**Exercise brief**: If a line of the data below holds the string "trim", copy it.

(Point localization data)
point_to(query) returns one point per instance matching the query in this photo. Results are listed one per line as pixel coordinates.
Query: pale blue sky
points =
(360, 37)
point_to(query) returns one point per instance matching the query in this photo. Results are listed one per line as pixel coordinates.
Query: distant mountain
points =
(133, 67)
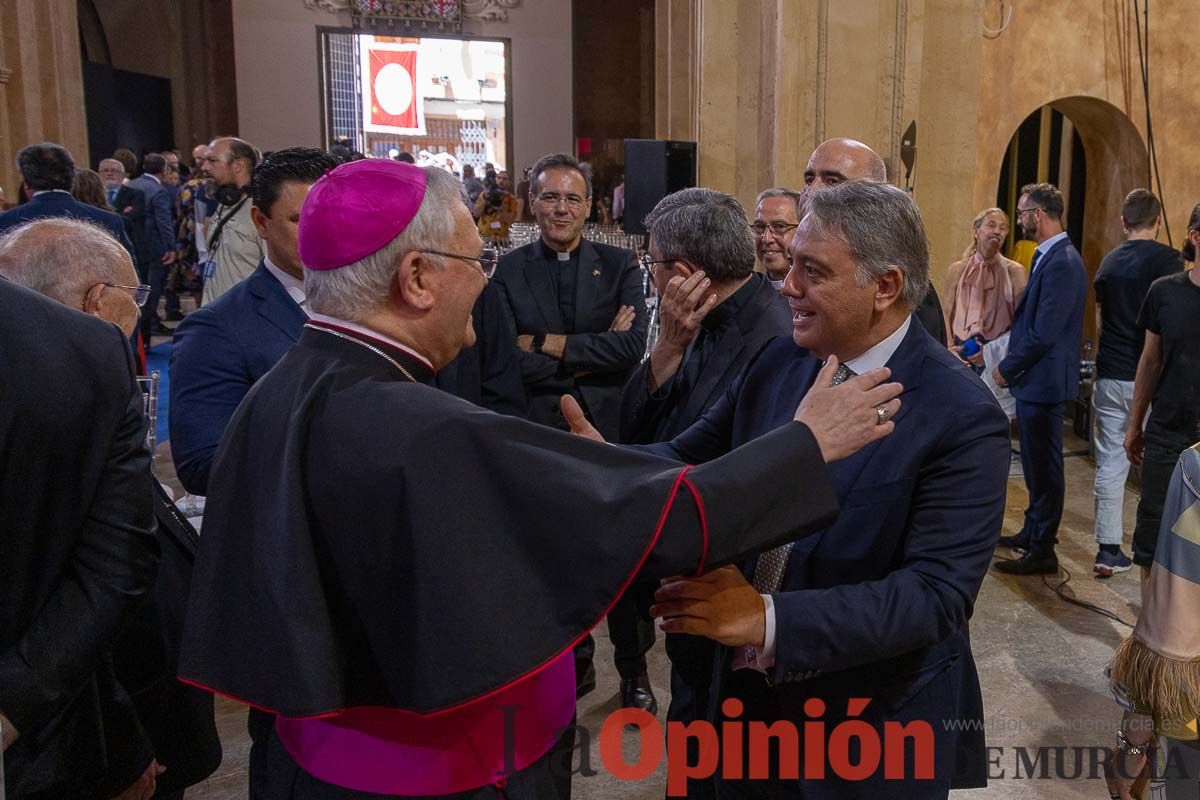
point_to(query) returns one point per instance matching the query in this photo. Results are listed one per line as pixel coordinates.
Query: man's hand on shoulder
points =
(576, 420)
(7, 733)
(846, 417)
(720, 605)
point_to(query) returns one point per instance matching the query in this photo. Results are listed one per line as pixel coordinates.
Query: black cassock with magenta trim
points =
(401, 576)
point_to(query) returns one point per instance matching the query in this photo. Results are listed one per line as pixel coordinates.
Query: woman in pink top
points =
(982, 289)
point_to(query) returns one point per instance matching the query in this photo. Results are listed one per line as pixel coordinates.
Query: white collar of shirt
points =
(879, 355)
(370, 334)
(293, 286)
(1044, 247)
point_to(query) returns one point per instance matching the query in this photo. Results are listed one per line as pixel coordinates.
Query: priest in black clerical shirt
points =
(715, 313)
(577, 306)
(400, 575)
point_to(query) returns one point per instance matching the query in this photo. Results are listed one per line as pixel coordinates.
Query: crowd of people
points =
(415, 513)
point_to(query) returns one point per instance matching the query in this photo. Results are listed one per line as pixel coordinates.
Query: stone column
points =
(42, 94)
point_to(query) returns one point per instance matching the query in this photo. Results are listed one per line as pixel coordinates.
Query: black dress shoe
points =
(636, 693)
(1030, 564)
(586, 683)
(1017, 542)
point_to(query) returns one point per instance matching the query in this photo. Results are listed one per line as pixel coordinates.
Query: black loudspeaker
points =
(654, 168)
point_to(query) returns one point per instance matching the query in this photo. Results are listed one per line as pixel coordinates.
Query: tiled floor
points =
(1039, 657)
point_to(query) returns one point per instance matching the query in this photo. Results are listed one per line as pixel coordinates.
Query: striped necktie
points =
(769, 571)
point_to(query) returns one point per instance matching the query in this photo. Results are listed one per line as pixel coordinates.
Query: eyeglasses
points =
(777, 229)
(486, 260)
(649, 263)
(141, 292)
(574, 202)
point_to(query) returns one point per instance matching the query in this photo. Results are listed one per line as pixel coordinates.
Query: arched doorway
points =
(1091, 150)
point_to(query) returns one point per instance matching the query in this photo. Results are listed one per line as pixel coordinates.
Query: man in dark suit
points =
(82, 266)
(714, 314)
(1042, 371)
(159, 234)
(579, 310)
(876, 606)
(221, 349)
(77, 533)
(129, 203)
(47, 173)
(579, 307)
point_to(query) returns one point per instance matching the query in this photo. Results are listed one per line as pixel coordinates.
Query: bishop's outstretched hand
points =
(846, 417)
(579, 422)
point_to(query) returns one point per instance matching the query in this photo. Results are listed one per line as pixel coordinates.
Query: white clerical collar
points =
(370, 334)
(879, 355)
(293, 286)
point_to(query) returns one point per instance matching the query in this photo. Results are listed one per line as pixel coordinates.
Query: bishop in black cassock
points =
(400, 575)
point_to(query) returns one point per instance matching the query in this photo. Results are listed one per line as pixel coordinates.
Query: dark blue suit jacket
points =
(877, 605)
(217, 354)
(1042, 365)
(61, 204)
(157, 222)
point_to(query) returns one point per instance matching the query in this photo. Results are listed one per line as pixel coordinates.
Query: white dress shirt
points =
(875, 358)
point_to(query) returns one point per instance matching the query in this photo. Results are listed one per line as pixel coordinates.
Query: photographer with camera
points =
(496, 208)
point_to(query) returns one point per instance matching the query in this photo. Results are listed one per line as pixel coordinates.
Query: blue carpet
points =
(157, 359)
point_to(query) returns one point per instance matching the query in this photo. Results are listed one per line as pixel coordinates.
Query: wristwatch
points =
(1123, 745)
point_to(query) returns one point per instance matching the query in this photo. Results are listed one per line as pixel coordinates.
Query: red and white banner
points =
(391, 91)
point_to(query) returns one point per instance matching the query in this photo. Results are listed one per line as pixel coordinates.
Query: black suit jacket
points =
(61, 204)
(487, 373)
(646, 419)
(598, 361)
(877, 605)
(79, 549)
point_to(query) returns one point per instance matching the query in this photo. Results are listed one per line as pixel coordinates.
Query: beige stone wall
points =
(757, 83)
(279, 89)
(41, 82)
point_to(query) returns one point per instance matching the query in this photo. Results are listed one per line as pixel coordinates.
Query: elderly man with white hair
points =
(78, 264)
(400, 575)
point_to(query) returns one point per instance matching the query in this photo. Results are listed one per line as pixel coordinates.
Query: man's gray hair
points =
(61, 258)
(706, 228)
(355, 290)
(790, 193)
(561, 161)
(882, 228)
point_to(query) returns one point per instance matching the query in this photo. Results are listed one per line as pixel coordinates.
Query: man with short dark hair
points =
(876, 606)
(1042, 371)
(159, 234)
(223, 347)
(777, 214)
(1121, 286)
(79, 551)
(837, 161)
(714, 313)
(234, 247)
(47, 174)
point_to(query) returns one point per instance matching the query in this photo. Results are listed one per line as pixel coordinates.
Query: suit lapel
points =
(541, 289)
(275, 304)
(587, 281)
(906, 364)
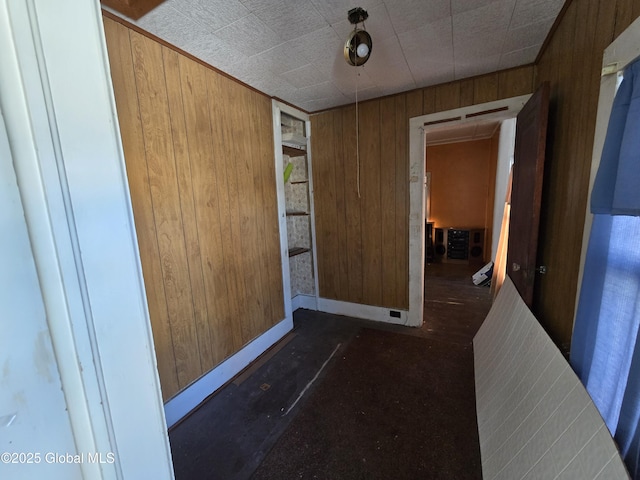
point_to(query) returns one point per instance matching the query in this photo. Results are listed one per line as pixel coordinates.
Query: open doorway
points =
(453, 123)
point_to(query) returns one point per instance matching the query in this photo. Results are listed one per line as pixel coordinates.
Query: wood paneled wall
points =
(571, 62)
(362, 240)
(200, 161)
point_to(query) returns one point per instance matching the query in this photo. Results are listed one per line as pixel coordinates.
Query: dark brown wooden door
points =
(526, 192)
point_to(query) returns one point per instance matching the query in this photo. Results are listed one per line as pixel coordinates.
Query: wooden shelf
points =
(298, 251)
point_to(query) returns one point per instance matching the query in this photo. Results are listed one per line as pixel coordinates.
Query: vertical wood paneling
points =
(467, 88)
(388, 197)
(370, 204)
(184, 176)
(165, 197)
(428, 100)
(117, 37)
(485, 88)
(402, 203)
(324, 166)
(447, 96)
(384, 142)
(571, 63)
(199, 153)
(341, 224)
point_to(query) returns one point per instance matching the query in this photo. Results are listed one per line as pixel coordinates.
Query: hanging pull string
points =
(357, 137)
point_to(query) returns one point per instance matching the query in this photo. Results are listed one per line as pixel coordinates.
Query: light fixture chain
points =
(357, 137)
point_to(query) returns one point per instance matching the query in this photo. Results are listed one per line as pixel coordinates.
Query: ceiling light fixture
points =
(357, 48)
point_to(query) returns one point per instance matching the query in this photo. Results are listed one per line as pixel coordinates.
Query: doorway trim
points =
(418, 127)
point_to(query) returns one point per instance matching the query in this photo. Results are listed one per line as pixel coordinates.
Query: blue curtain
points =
(605, 348)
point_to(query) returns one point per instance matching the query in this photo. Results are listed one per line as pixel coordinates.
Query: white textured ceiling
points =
(292, 49)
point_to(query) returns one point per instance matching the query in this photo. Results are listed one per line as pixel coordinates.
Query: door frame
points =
(620, 53)
(59, 111)
(418, 127)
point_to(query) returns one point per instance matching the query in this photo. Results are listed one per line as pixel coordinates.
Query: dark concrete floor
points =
(232, 432)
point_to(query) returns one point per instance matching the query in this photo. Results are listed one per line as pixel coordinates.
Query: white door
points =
(35, 432)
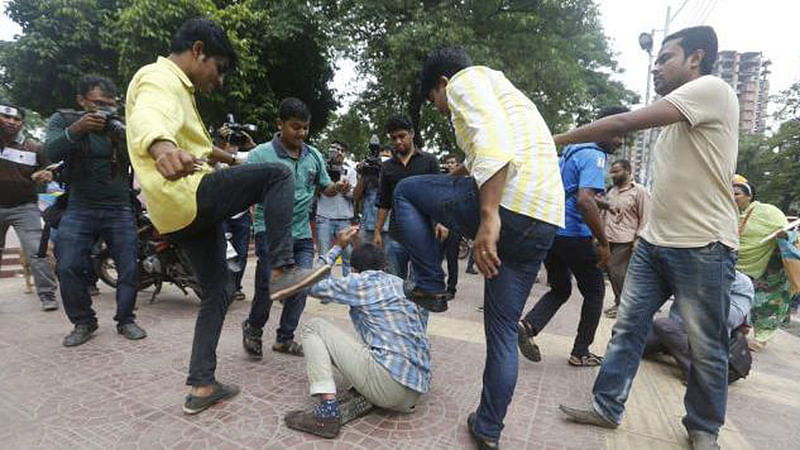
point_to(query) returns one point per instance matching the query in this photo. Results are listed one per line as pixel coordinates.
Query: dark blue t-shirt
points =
(583, 166)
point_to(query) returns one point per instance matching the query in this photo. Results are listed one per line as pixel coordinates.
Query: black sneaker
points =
(352, 405)
(432, 301)
(294, 279)
(49, 304)
(80, 334)
(131, 331)
(194, 404)
(251, 340)
(483, 442)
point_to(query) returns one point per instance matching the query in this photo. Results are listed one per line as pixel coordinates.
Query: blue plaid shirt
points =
(393, 327)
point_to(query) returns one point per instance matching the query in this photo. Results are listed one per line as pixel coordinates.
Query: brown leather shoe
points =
(306, 421)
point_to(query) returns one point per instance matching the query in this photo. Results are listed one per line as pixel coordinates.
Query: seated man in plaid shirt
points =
(389, 367)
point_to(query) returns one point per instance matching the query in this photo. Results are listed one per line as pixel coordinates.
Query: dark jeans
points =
(576, 256)
(220, 195)
(293, 306)
(453, 202)
(450, 247)
(239, 228)
(79, 229)
(700, 280)
(669, 336)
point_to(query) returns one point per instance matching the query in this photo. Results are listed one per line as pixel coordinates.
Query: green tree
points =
(284, 49)
(554, 51)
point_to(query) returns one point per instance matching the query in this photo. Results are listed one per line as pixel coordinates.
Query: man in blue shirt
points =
(582, 172)
(389, 366)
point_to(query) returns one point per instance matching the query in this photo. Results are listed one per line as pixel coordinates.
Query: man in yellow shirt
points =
(172, 153)
(511, 204)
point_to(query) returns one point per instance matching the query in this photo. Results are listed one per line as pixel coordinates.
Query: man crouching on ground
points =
(391, 365)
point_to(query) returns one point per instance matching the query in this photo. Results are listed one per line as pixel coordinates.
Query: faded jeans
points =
(524, 241)
(700, 280)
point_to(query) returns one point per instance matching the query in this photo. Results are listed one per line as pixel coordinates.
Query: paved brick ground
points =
(112, 393)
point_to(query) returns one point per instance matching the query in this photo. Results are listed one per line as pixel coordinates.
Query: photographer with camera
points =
(91, 142)
(335, 213)
(365, 194)
(22, 164)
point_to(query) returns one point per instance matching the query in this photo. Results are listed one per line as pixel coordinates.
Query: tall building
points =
(747, 73)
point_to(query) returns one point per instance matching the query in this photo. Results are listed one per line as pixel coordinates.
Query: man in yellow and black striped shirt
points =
(509, 197)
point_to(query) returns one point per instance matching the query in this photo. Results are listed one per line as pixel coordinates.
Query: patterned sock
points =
(327, 409)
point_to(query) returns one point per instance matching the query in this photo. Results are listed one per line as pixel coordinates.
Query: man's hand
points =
(88, 123)
(485, 249)
(42, 176)
(603, 253)
(441, 232)
(346, 236)
(175, 163)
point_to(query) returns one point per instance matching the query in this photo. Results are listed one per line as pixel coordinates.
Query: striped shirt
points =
(495, 125)
(393, 327)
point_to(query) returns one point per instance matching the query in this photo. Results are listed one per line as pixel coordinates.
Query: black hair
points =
(398, 122)
(626, 165)
(215, 40)
(293, 108)
(88, 82)
(442, 62)
(697, 38)
(20, 109)
(367, 257)
(611, 111)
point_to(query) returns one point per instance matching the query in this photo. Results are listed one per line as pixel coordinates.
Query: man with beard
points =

**Response below**:
Query: black cassock with magenta trim
Query: doorway trim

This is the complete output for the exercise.